• _GOAL_: Collect each line of the data that contains the word "target". Case counts.

##### EXERCISE INPUT

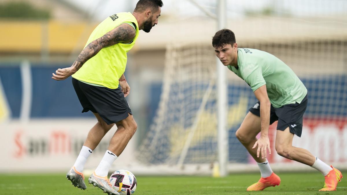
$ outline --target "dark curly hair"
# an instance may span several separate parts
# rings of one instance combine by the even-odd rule
[[[232,46],[235,43],[235,34],[229,29],[218,31],[212,38],[212,45],[216,48],[222,48],[228,44]]]
[[[134,12],[142,12],[150,8],[152,11],[156,12],[158,7],[161,7],[164,5],[161,0],[140,0],[136,4]]]

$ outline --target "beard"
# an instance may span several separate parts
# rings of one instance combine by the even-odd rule
[[[146,33],[149,33],[152,29],[152,27],[154,25],[152,25],[151,18],[148,18],[148,19],[145,21],[143,23],[143,31]]]

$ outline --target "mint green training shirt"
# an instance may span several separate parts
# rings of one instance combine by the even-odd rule
[[[301,103],[307,94],[305,85],[290,68],[275,56],[255,49],[238,48],[238,69],[228,68],[246,81],[254,92],[266,85],[275,108]]]

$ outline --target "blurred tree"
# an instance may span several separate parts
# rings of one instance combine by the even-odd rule
[[[8,2],[0,4],[0,18],[48,19],[50,10],[35,7],[24,1]]]

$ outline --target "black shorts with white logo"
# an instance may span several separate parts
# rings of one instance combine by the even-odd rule
[[[132,115],[120,87],[110,89],[88,85],[72,78],[72,84],[83,109],[98,113],[108,124],[125,119]]]
[[[270,109],[270,125],[278,120],[277,129],[284,131],[289,127],[290,133],[301,136],[303,129],[303,116],[307,107],[307,94],[300,103],[296,102],[276,108],[271,105]],[[248,110],[260,116],[260,102],[258,102]]]

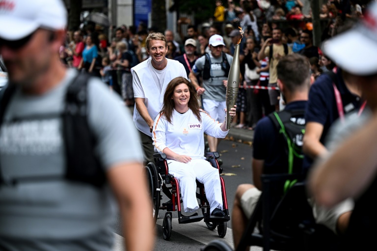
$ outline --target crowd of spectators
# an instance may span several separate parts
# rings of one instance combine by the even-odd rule
[[[109,38],[98,26],[89,24],[82,30],[68,32],[66,43],[60,50],[61,59],[70,67],[102,77],[110,88],[121,95],[126,105],[133,106],[131,68],[149,56],[145,40],[150,33],[163,33],[167,41],[166,57],[180,58],[184,63],[182,56],[188,49],[185,42],[188,39],[193,39],[195,46],[191,40],[189,43],[193,47],[195,56],[194,59],[193,56],[190,58],[189,64],[191,65],[196,58],[210,52],[208,41],[211,36],[222,36],[226,45],[223,51],[232,56],[235,45],[241,40],[241,83],[243,89],[239,93],[238,116],[232,125],[250,130],[254,128],[264,114],[275,110],[269,101],[267,90],[252,87],[268,84],[269,57],[258,60],[258,54],[265,41],[272,37],[274,28],[282,31],[282,43],[288,45],[293,53],[308,58],[312,83],[321,73],[331,71],[334,66],[319,48],[313,45],[309,1],[227,0],[223,3],[217,0],[215,2],[213,18],[194,24],[189,18],[181,17],[177,22],[177,32],[148,28],[141,23],[137,27],[122,25],[114,28],[110,32],[113,35]],[[365,7],[357,0],[328,0],[324,2],[320,8],[323,29],[321,41],[336,34],[338,27],[347,19],[362,17]],[[309,10],[303,13],[303,9]],[[242,39],[239,27],[244,32]],[[192,50],[189,49],[191,55]]]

##########

• _SOLUTION FOR THIS TASK_:
$ outline --target "dark curly hair"
$ outline --target "beard"
$ outline --target "mint green training shirt"
$ outline --target "blurred tree"
$ outline --target "black shorts with white logo"
$ outline --target crowd of spectators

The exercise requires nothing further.